任务说明 => 请统计下方各行中含有字符串“black”的行数（区分大小写），只回答一个数字。

数据行 =>
■ ■ ■ ■
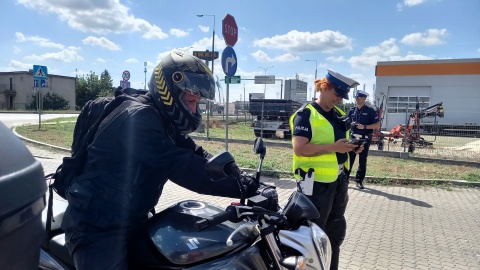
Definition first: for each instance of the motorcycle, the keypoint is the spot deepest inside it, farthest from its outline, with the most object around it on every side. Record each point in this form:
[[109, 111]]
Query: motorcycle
■ ■ ■ ■
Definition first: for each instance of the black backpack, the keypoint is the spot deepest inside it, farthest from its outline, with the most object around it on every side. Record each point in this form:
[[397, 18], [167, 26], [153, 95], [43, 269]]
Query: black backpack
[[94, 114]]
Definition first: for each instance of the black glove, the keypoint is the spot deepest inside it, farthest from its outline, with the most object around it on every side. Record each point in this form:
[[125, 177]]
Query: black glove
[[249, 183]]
■ ■ ■ ■
任务回答 => 4